• Task to carry out
Exactly as written, output the lines below starting from the first and ending with the line that contains "box: [12, 94, 441, 397]"; omit pictures.

Segmentation mask data:
---+---

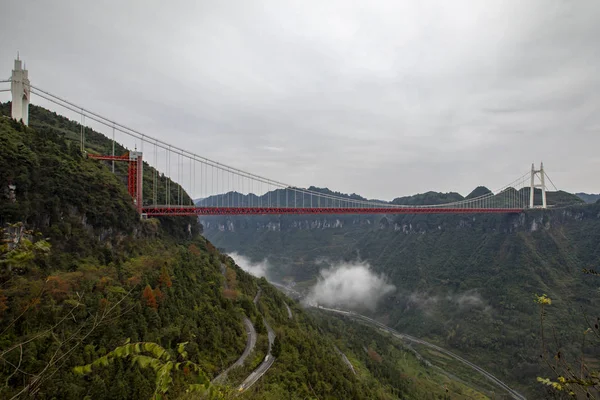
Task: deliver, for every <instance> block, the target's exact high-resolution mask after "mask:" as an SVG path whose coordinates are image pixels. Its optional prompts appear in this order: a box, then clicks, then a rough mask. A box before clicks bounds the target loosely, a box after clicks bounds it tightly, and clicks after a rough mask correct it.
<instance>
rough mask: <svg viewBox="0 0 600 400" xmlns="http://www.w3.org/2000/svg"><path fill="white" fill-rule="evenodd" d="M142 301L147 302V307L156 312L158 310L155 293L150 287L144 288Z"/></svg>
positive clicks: (151, 288) (146, 287)
mask: <svg viewBox="0 0 600 400" xmlns="http://www.w3.org/2000/svg"><path fill="white" fill-rule="evenodd" d="M142 299H144V300H145V301H146V305H147V306H148V307H152V308H154V309H155V310H156V309H157V308H158V303H157V302H156V296H155V295H154V291H153V290H152V288H151V287H150V285H146V287H145V288H144V293H142Z"/></svg>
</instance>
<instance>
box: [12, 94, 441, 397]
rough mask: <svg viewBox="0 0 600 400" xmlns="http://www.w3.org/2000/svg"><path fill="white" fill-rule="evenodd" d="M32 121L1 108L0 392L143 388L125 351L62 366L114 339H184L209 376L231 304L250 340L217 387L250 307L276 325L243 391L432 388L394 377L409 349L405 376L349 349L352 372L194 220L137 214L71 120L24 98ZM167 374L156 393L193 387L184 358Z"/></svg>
mask: <svg viewBox="0 0 600 400" xmlns="http://www.w3.org/2000/svg"><path fill="white" fill-rule="evenodd" d="M7 110H8V106H7V105H6V104H4V105H0V111H2V112H4V113H5V112H7ZM31 125H32V127H34V128H32V127H25V126H23V125H22V124H20V123H17V122H15V121H12V120H10V119H9V118H6V117H3V116H0V222H1V223H2V231H1V235H2V237H3V238H4V242H3V244H2V246H1V247H0V316H1V320H0V379H2V381H3V382H5V383H6V384H5V385H4V386H3V387H2V388H0V397H1V398H13V397H15V398H17V397H23V398H26V397H35V398H38V399H84V398H88V399H127V398H135V399H144V398H150V397H151V396H152V394H153V393H154V391H155V389H156V383H155V382H156V379H157V376H156V370H154V369H152V368H143V366H144V365H145V366H148V365H149V364H143V365H142V363H138V364H135V363H132V362H131V360H132V358H131V356H125V357H123V358H116V359H114V361H113V362H111V363H108V364H106V366H104V367H102V368H96V367H94V368H92V369H91V372H90V371H87V372H85V373H84V374H83V375H82V374H81V371H84V370H85V369H79V372H80V373H76V372H75V370H74V368H75V367H78V366H83V365H86V364H89V363H92V362H94V360H99V359H102V357H103V356H107V355H110V354H112V353H110V352H111V351H112V350H114V349H117V348H119V347H120V346H123V345H124V344H125V343H126V342H127V341H130V342H131V343H135V342H148V343H155V344H157V345H159V346H161V347H162V348H164V349H165V350H166V351H167V352H169V354H170V356H169V357H170V359H175V360H179V361H181V360H182V358H181V357H183V356H182V354H181V347H180V346H179V344H181V343H185V352H186V355H185V360H189V361H191V362H193V363H194V364H195V365H197V366H198V367H199V368H200V369H201V371H202V373H203V374H204V375H206V376H207V377H209V378H212V377H215V376H216V375H217V374H218V373H220V372H221V371H222V370H223V369H225V368H226V367H227V366H229V365H230V364H232V363H233V362H234V361H235V360H236V359H237V358H238V357H239V355H240V354H241V353H242V351H243V350H244V347H245V342H246V332H245V328H244V326H243V323H242V319H243V317H244V316H247V317H248V318H250V319H251V320H252V321H253V322H254V324H255V326H256V330H257V332H258V334H259V338H258V343H259V345H257V350H256V351H255V352H254V353H253V354H252V355H251V359H252V360H251V362H250V364H249V365H248V366H247V367H244V368H246V369H245V370H240V371H232V373H231V374H230V378H229V382H228V385H229V386H228V385H225V386H219V387H217V390H216V393H217V394H216V395H220V396H224V397H230V396H233V393H234V392H235V388H236V387H237V385H239V383H241V380H242V379H243V378H244V373H247V372H249V370H250V369H251V366H252V365H255V364H256V362H257V361H258V362H260V360H261V359H262V358H263V357H264V355H265V351H264V346H263V347H261V345H260V343H265V341H266V331H265V328H264V326H263V325H262V322H261V321H262V317H263V316H264V318H266V320H267V321H268V323H269V325H270V326H271V327H272V328H273V329H274V331H275V333H276V335H277V338H278V344H277V347H278V350H277V353H278V354H277V356H278V357H277V360H276V362H275V363H274V364H273V367H272V368H271V369H270V370H269V371H268V373H267V374H266V375H265V376H264V377H263V378H261V380H260V381H259V382H258V383H257V384H256V385H255V386H253V387H252V388H251V389H249V390H248V391H246V392H244V393H243V394H242V398H264V399H281V398H289V399H304V398H309V397H310V398H313V397H317V398H322V399H334V398H338V399H348V398H361V399H370V398H373V399H375V398H377V399H393V398H397V397H398V396H399V394H401V395H402V397H403V398H414V399H422V398H428V396H431V398H433V396H437V394H443V388H442V387H441V386H436V388H435V389H434V391H433V392H432V391H431V390H430V387H421V386H419V385H414V384H409V383H408V382H407V380H408V379H411V378H410V377H411V376H417V375H418V374H421V373H422V372H423V369H422V368H423V367H422V366H421V367H418V365H419V364H418V362H415V360H414V359H409V361H410V362H411V363H412V364H411V365H413V364H414V365H413V367H411V368H410V370H408V371H407V372H406V374H407V378H406V379H404V378H401V379H396V380H394V381H381V382H380V380H378V377H379V376H380V374H381V372H377V371H381V370H382V369H383V370H387V369H388V367H387V365H388V364H385V365H386V366H377V368H376V370H375V369H374V368H372V367H371V366H369V365H368V364H363V363H364V360H360V359H357V360H356V364H355V365H356V368H358V369H359V370H360V371H361V372H360V374H357V375H354V374H353V373H352V372H351V370H350V369H349V368H348V367H347V365H345V364H344V362H343V360H342V358H341V357H340V356H339V354H338V353H337V352H336V350H335V347H334V342H333V340H332V336H331V335H330V334H324V333H323V332H322V331H320V330H319V328H318V324H317V322H316V321H315V319H314V317H312V316H311V315H308V314H306V313H305V312H304V311H303V310H302V309H301V308H300V307H298V306H297V305H296V304H295V303H294V302H292V301H291V300H290V299H288V298H286V297H285V296H284V295H282V294H281V293H279V292H277V291H276V290H275V289H273V288H272V287H271V286H270V285H269V284H268V283H267V282H266V281H265V280H264V279H262V280H258V279H256V278H253V277H252V276H250V275H248V274H247V273H245V272H244V271H243V270H241V269H240V268H239V267H238V266H237V265H235V263H234V261H233V260H232V259H231V258H229V257H227V256H225V255H223V254H221V253H220V252H219V251H218V250H217V249H216V248H215V247H214V246H213V245H212V244H211V243H210V242H209V241H208V240H206V239H205V238H203V237H202V236H201V235H200V233H201V232H202V226H201V225H199V224H198V223H197V220H196V219H194V218H181V217H177V218H166V217H165V218H159V219H149V220H140V218H139V215H138V214H137V213H136V211H135V209H134V207H133V205H132V202H131V199H130V198H129V195H128V194H127V191H126V190H125V186H124V184H123V181H122V179H123V176H121V175H120V174H119V171H118V170H117V173H116V174H112V172H110V167H109V165H108V164H107V163H104V162H98V161H94V160H90V159H87V158H85V157H82V156H81V154H80V152H79V143H78V142H77V139H78V132H79V128H80V127H79V126H78V125H77V124H76V123H74V122H72V121H69V120H67V119H65V118H63V117H60V116H58V115H56V114H53V113H51V112H49V111H47V110H44V109H41V108H39V107H35V106H32V107H31ZM87 134H88V141H87V143H88V146H89V147H88V148H87V151H88V152H94V151H97V152H106V153H108V149H109V148H110V147H111V144H110V141H109V140H108V139H107V138H105V137H104V136H103V135H101V134H99V133H96V132H93V131H88V133H87ZM118 148H119V151H123V152H125V151H127V149H125V148H123V147H120V146H119V147H118ZM148 168H150V167H148ZM163 179H167V178H164V177H163ZM171 187H172V188H173V187H177V184H176V183H175V182H173V183H172V184H171ZM173 195H175V193H174V192H172V193H171V196H173ZM185 196H187V194H185ZM223 268H224V270H225V274H223V273H222V269H223ZM225 282H227V285H225ZM259 287H261V288H262V295H261V297H260V300H259V302H258V304H257V305H256V306H255V305H254V303H253V302H252V299H253V298H254V296H255V295H256V293H257V291H258V288H259ZM286 304H287V306H289V307H290V309H291V311H292V312H293V318H291V319H290V318H289V316H288V314H287V308H286ZM357 340H358V339H357ZM359 342H360V340H359ZM148 348H150V347H148ZM156 348H158V347H156ZM178 349H179V351H178ZM121 353H122V352H121ZM410 357H412V356H411V355H409V358H410ZM388 361H389V363H391V364H393V362H392V359H389V360H388ZM391 364H389V365H391ZM361 365H366V367H361ZM394 371H397V370H395V369H390V370H389V371H388V373H394ZM173 376H174V379H173V382H172V384H171V386H170V387H169V390H168V392H167V394H168V398H170V399H171V398H173V399H175V398H197V397H198V396H199V395H198V394H191V393H190V394H186V391H187V390H188V389H189V388H190V384H191V383H194V382H196V374H195V373H194V372H193V371H189V370H188V371H187V372H186V371H181V372H173Z"/></svg>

---+---

• Exercise answer
Task: deliver, for every <instance> block, the target's exact high-resolution mask after "mask:" as an SVG path whose coordinates are image pixels. Its optional prompts appear in this order: a box, then clicks, then a rough mask. A box before clicks bounds the target loosely, a box after clicks bounds it tightly, and clicks after a rough mask correct it.
<instance>
rough mask: <svg viewBox="0 0 600 400" xmlns="http://www.w3.org/2000/svg"><path fill="white" fill-rule="evenodd" d="M142 301L147 302V307L156 312L158 310L155 293L150 287L144 288Z"/></svg>
positive clicks: (151, 288) (146, 287)
mask: <svg viewBox="0 0 600 400" xmlns="http://www.w3.org/2000/svg"><path fill="white" fill-rule="evenodd" d="M142 299H144V300H145V301H146V305H147V306H148V307H152V308H154V309H155V310H156V309H157V308H158V303H157V302H156V296H155V295H154V291H153V290H152V288H151V287H150V285H146V287H145V288H144V293H142Z"/></svg>
</instance>
<instance>
box: [12, 94, 441, 397]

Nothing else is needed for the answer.